## [Description of the task]
Pick up the piece on whether a much taller Mount Everest could be climbed and continue it from its final sentence.

--- Source document ---

Knowledge

If Mt. Everest were 10,000 feet taller, would it have been climbed by now?

10000 ft is at least 3000m which would make Mt.Everest close to 12000m instead of 8850 metres.

The first thing you need to know about mountaineering, especially the eight thousanders( peaks above 8000m) is the death zone which is at 8000m. From there on out, normal human beings can’t breathe without supplemental oxygen and they camp 100m below the death zone before the final push which has to be done at one go within a limited time frame. That is only 950m from the summit but from the description of some mountaineers who have attempted and failed or succeeded, every step you take from the last camp is like trying to run a marathon with a severe case of flu. This is where most of the heartbreak occurs and most people are turned away if they don’t keep up pace or having difficulty moving up. The Everest tragedy of 1996 is a really bad decision by one of the most experienced climbers who decided to assist someone for 200m when they were falling behind and went and summited again only to miss the descent window, caught up in a fast moving storm and lost their lives. Everest doesn’t suffer fools and however experienced you are, you are at the mercy of the mountain and Mother Nature.

Now if you add 3000m to the challenge above the death zone, it’s pretty much certain death zone. I would say if Everest were 3000m higher, the chances of climbing it are virtually zero.

And here is the kicker. Everest is one of the easiest of them all to climb for an experienced mountaineer. The path on the South Col is pretty well mapped out and the Sherpas do all the heavy lifting by laying the ropes and placing oxygen cylinders in each camp. The climb from the North Col on the Chinese(Tibet ) side is much more difficult and hardly anyone attempts it.

Everest’s little sibling K2, is a much more challenging climb and so are peaks like Annapurna I and Kanchenjunga which have very high death rates, 25–35% . K2 has 25% death rate .

K2

Kanchenjunga

Annapurna I

Coming back to Mt Everest if it were 12000m or 11900m instead of 8850m, it would make the climb excruciatingly difficult if not impossible.

--- Extracted material ---

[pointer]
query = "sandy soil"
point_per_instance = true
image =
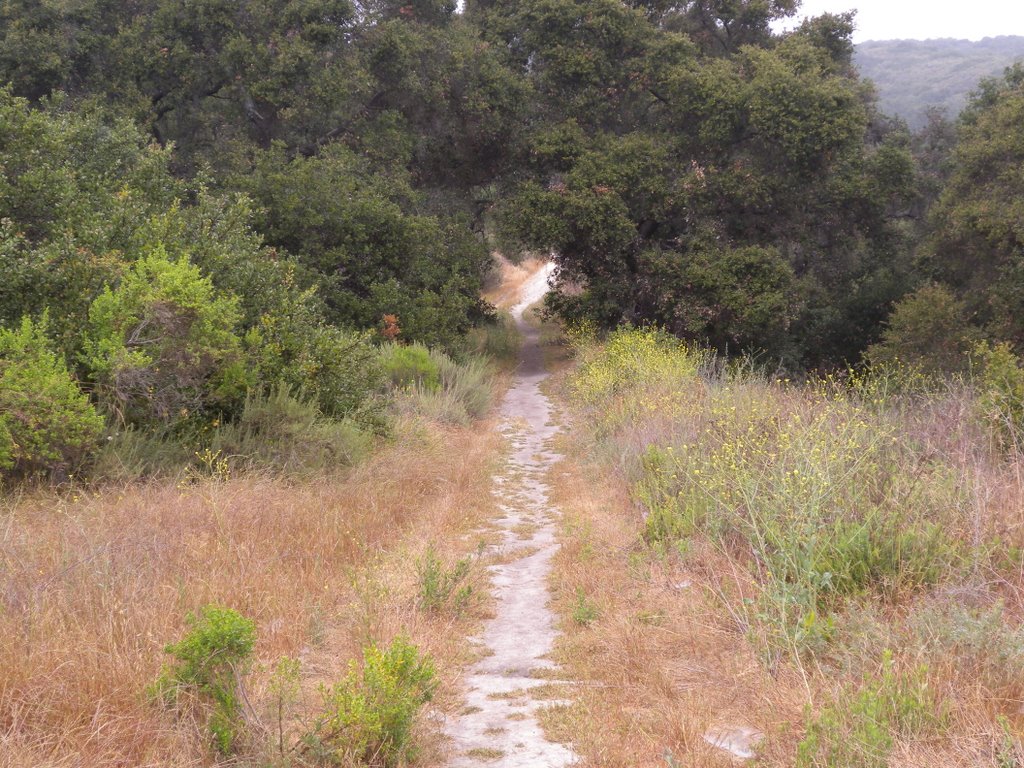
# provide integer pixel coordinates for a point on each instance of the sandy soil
(498, 726)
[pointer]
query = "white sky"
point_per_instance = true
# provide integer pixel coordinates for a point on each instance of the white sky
(922, 19)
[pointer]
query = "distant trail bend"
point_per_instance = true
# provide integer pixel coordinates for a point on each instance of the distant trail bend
(499, 726)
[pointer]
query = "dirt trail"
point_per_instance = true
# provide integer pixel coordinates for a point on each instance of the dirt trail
(498, 725)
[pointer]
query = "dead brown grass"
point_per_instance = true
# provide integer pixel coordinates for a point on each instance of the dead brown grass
(95, 584)
(660, 666)
(670, 654)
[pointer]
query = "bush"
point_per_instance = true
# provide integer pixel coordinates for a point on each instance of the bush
(47, 424)
(497, 339)
(409, 366)
(1001, 396)
(161, 346)
(929, 330)
(464, 393)
(858, 729)
(441, 587)
(209, 663)
(288, 433)
(340, 370)
(369, 715)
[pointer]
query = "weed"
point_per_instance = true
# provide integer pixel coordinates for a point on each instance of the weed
(442, 588)
(585, 610)
(369, 715)
(859, 728)
(284, 689)
(210, 660)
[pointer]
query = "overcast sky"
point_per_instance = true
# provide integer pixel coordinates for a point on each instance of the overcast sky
(922, 19)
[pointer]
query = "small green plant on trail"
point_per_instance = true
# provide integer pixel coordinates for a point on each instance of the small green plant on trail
(859, 729)
(46, 422)
(585, 610)
(209, 663)
(442, 588)
(369, 715)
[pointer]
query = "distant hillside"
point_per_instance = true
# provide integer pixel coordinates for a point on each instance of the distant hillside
(912, 75)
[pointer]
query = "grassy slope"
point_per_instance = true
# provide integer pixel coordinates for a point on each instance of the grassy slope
(693, 631)
(912, 75)
(96, 583)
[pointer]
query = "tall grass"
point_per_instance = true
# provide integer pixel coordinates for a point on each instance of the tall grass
(877, 494)
(444, 390)
(95, 583)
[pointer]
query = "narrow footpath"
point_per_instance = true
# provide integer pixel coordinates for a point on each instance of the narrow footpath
(498, 726)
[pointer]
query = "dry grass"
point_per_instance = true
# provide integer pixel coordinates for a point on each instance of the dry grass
(660, 665)
(95, 584)
(676, 648)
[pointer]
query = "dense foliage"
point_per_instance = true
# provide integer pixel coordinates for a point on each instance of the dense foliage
(228, 201)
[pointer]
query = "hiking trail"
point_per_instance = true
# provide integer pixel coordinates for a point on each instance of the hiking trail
(498, 725)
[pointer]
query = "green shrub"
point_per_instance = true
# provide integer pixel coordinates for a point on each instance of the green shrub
(209, 663)
(1001, 392)
(983, 644)
(498, 339)
(288, 433)
(859, 728)
(339, 370)
(928, 330)
(464, 394)
(442, 587)
(585, 610)
(829, 499)
(161, 346)
(369, 715)
(410, 365)
(47, 424)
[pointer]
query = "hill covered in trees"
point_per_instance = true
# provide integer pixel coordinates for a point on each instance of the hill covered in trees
(914, 75)
(203, 207)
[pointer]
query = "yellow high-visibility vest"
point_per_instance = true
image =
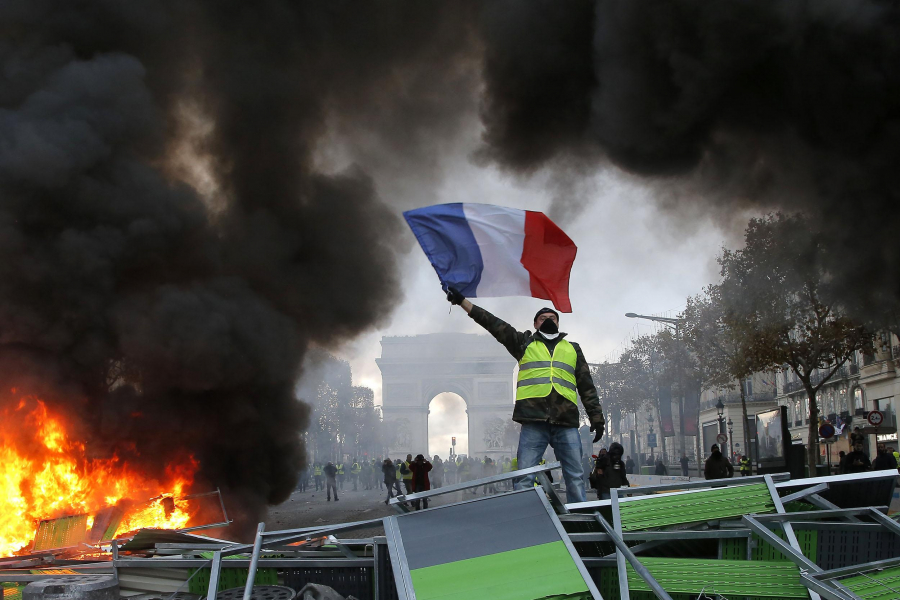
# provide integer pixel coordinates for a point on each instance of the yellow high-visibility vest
(539, 372)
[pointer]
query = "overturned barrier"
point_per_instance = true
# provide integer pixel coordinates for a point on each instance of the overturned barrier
(752, 537)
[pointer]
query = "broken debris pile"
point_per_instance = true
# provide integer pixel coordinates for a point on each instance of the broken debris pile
(754, 537)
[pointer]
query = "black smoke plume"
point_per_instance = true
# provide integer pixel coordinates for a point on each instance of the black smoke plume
(164, 321)
(164, 318)
(727, 105)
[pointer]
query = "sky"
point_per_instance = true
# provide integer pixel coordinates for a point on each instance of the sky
(632, 257)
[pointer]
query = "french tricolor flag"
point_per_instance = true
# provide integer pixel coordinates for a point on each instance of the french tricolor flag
(488, 251)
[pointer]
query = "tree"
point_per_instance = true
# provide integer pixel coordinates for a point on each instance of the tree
(343, 414)
(776, 294)
(722, 352)
(646, 368)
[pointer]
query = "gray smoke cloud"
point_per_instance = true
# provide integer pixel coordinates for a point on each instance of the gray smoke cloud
(123, 290)
(728, 106)
(168, 323)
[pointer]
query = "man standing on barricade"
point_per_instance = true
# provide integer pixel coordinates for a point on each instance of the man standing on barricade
(552, 374)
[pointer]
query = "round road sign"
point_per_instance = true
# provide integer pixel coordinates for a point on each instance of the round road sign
(875, 418)
(826, 430)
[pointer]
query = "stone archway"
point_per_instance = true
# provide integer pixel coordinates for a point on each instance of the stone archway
(415, 369)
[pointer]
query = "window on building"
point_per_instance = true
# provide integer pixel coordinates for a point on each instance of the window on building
(886, 405)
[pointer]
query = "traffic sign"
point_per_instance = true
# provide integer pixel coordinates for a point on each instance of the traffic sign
(826, 431)
(875, 418)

---

## [Response to this exercise]
Mind you, the Everest base camp is at 5364m or 17600 ft so the climbers effectively scale only 3500m from the base. They fly into Lukla and then ferried to the EBC by helicopter in most cases and only some decide to trek to the base camp. They all have lots of gear and luggage so they get flown in by helicopter from Lukla to EBC.

It would be a monumental challenge if that 3500m ascent from the base camp is 6500m instead and nearly 4000m of it above the death zone.

Let’s ask the less than 75 people who have summited all the eight thousanders if a 12000m Mt Everest is doable and my guess is a big fat NO.

If it were 12000m, I think we would still be looking for the Edmund Hillary & Tenzing Norgay to achieve that feat that was accomplished 72 years ago.

if a storm quickly moves in, everyone is doomed to certain death and a 4000m descent to Camp 4 just below the death zone is an impossible task plus the window to climb gets at least two days longer and that is eternity on Everest to predict weather conditions which are described as mercurial and highly unpredictable.

So What Makes this hypothetical ascent a virtual impossibility?

I am going to be adding to this post as to why this hypothetical ascent to Everest that is 3050m higher is a virtual impossibility.and present counter arguments to some points raised as solutions.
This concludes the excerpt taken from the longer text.